(Extract provided Opens)

There are 68,400 people living in Cork today with a disability or chronic illness. This represents 13 per cent of the entire population of our county. Nationally, one in every eight people in Ireland have a disability. Disability is a community issue – it affects people of all ages and their families directly and indirectly. And when one considers that each and every person who is living with a disability is also a family member – a son, daughter, sibling, mother or father – it is clear that concerns relating to the lack of supports and services for people with disabilities encompasses a far larger percentage of Cork’s population. Alison Ryan, the Disability Federation of Ireland Support Officer for Co. Cork, gives us some insight into the concerns facing anyone with a disability.
A mistake that is often made is to define disability as an issue for ‘a sector’. The reality is that disability should concern every one of us. It is a key community issue that will affect nearly everyone at some stage in their life, especially as disability increases sharply with age. If the serious gaps that currently exist in service provision for people with disabilities in Cork are properly addressed, this will support our entire community and everybody will benefit.
The recession hit Ireland hard and it seriously impacted on people with disabilities. Since 2008, there has been a steady erosion of services and supports for people with disabilities. As a result, people with disabilities are more likely to live in poverty than others.

(Extract provided Closes)

Questions to answer
A - Reproduce the portion of the passage about disability in Cork starting with "There are 68,400" and going on through "with a disability.".
B - Answer these questions using the passage about disability in Cork.
(i) How many people in Cork are living with a disability or chronic illness?
(ii) What does disability increase sharply with?
(iii) Since what year has there been a steady erosion of services and supports for people with disabilities?
Rely only on the passage about disability in Cork when working with the data.

(Information provided Opens)

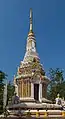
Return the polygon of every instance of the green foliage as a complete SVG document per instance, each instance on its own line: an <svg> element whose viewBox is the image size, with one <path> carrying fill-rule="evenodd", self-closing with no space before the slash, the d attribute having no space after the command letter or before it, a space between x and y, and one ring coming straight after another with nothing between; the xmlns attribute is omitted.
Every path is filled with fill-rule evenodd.
<svg viewBox="0 0 65 119"><path fill-rule="evenodd" d="M56 68L49 70L50 84L48 86L48 99L54 101L57 94L60 94L61 98L65 98L65 80L63 78L63 70Z"/></svg>
<svg viewBox="0 0 65 119"><path fill-rule="evenodd" d="M4 93L4 82L7 80L7 75L0 71L0 114L3 112L3 93ZM12 98L14 93L14 86L9 83L7 85L7 104L10 98Z"/></svg>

(Information provided Closes)

Exercise results
A -
There are 68,400 people living in Cork today with a disability or chronic illness. This represents 13 per cent of the entire population of our county. Nationally, one in every eight people in Ireland have a disability. Disability is a community issue – it affects people of all ages and their families directly and indirectly. And when one considers that each and every person who is living with a disability is also a family member – a son, daughter, sibling, mother or father – it is clear that concerns relating to the lack of supports and services for people with disabilities encompasses a far larger percentage of Cork’s population. Alison Ryan, the Disability Federation of Ireland Support Officer for Co. Cork, gives us some insight into the concerns facing anyone with a disability.

B -
(i) 68,400
(ii) Age
(iii) 2008